▶ 解答する設問
1. 次の (a)〜(c) の記述が 3D ネットワーク データセットの解析に関する文書と一致するかどうかを、「はい」か「いいえ」で答えてください。それぞれ、判断の決め手となる文書中の語句をそのまま引用してください。
(a) ネットワーク データセットを 3D で表示するには、ArcGIS 3D Analyst Extension だけがあればよい。
(b) 玄関、階段、エレベーターなどの通路の 3D デジタイズは ArcScene で行う。
(c) ネットワーク データセットを作成するとき、[ネットワーク フィーチャのエレベーション モデルを選択] で [ジオメトリの Z 座標値を使用] を選択する。
2. 3D ネットワーク データセットの解析に関する文書を、最後の文のあとから書き継いでください。

▶ 文書の抜粋
======
3D ネットワーク データセットの解析
ネットワーク データセットのソース フィーチャを表すジオメトリに Z 座標値が含まれている場合、3 次元ネットワークを作成して、そのネットワークを解析できます。このトピックでは、Network Analyst で 3D 解析を実行するための基礎を説明し、ArcScene で最適ルートを対話形式で検索するために使用できるジオプロセシング モデルを示します。
ネットワーク データセットを 3D で表示し、ソース フィーチャを作成しやすくするには、ArcGIS 3D Analyst Extension と ArcGIS Network Analyst エクステンションが必要です。
次の一連のグラフィックスでは、建物内の廊下とその他の通路がネットワーク データセットとしてモデリングされています。
まず、通路(玄関、階段、エレベーターなど)を 3D でデジタイズする必要があります。この作業は ArcScene で行います。
次に、ソース フィーチャクラスからネットワーク データセットを作成します。作成手順は他のネットワーク データセットの場合と同じですが、[ネットワーク フィーチャのエレベーション モデルを選択] で [ジオメトリの Z 座標値を使用] を選択します。
======
▶ データセット
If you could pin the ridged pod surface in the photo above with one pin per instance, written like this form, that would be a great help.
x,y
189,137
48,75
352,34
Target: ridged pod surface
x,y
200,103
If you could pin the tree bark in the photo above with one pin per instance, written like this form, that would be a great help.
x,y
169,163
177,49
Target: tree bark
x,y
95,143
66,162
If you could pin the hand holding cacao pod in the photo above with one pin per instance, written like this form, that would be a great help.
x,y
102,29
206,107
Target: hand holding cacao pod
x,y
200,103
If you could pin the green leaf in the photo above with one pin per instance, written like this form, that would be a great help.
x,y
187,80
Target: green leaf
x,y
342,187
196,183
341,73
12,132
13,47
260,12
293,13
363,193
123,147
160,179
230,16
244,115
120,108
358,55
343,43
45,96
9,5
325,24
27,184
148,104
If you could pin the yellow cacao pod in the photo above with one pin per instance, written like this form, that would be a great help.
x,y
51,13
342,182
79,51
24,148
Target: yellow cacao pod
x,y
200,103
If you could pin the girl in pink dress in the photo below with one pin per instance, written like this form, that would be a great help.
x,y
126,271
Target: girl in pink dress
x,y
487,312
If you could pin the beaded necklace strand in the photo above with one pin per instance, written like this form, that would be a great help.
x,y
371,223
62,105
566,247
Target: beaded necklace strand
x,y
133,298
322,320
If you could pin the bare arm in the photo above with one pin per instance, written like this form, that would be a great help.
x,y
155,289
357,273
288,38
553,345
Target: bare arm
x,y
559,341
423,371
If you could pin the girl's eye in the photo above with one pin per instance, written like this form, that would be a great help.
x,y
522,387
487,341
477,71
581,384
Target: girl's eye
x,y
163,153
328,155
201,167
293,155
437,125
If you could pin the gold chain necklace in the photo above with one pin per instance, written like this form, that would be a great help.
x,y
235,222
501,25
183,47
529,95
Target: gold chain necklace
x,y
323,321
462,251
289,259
======
▶ 記述による回答
1.
(a) いいえ。「ArcGIS 3D Analyst Extension と ArcGIS Network Analyst エクステンションが必要です」
(b) はい。「この作業は ArcScene で行います」
(c) はい。「[ネットワーク フィーチャのエレベーション モデルを選択] で [ジオメトリの Z 座標値を使用] を選択します」

2.
3D ネットワーク データセットを作成して構築したら、そのデータセットを使用してネットワーク解析を実行できます。
ネットワークは 1 つの建物に制限されません。キャンパス内、近隣、または市内の複数の建物を含めることができます。どのようなネットワーク構成でも、Network Analyst を使用してさまざまな解析を実行できます。たとえば、ロケーション-アロケーション解析を実行すれば、限られた医療用品や医療機器をどの部屋からもすぐに利用できる最適な配置を見つけることができます。また、オフィス ビルやレストラン内のリサイクル用回収容器、空港内の自動販売機なども解析対象となります。
2D ネットワークでの到達圏解析は、緊急応答センターが決められた時間内に到達できる建物を特定する場合などに役立ちます。一方、建物内のある地点へ到達するには、廊下を歩いたり、階段を上ったりしなければなりません。3D ネットワークを対象とする到達圏解析は、指定した時間内に到達できる屋内の場所を特定するときに役立ちます。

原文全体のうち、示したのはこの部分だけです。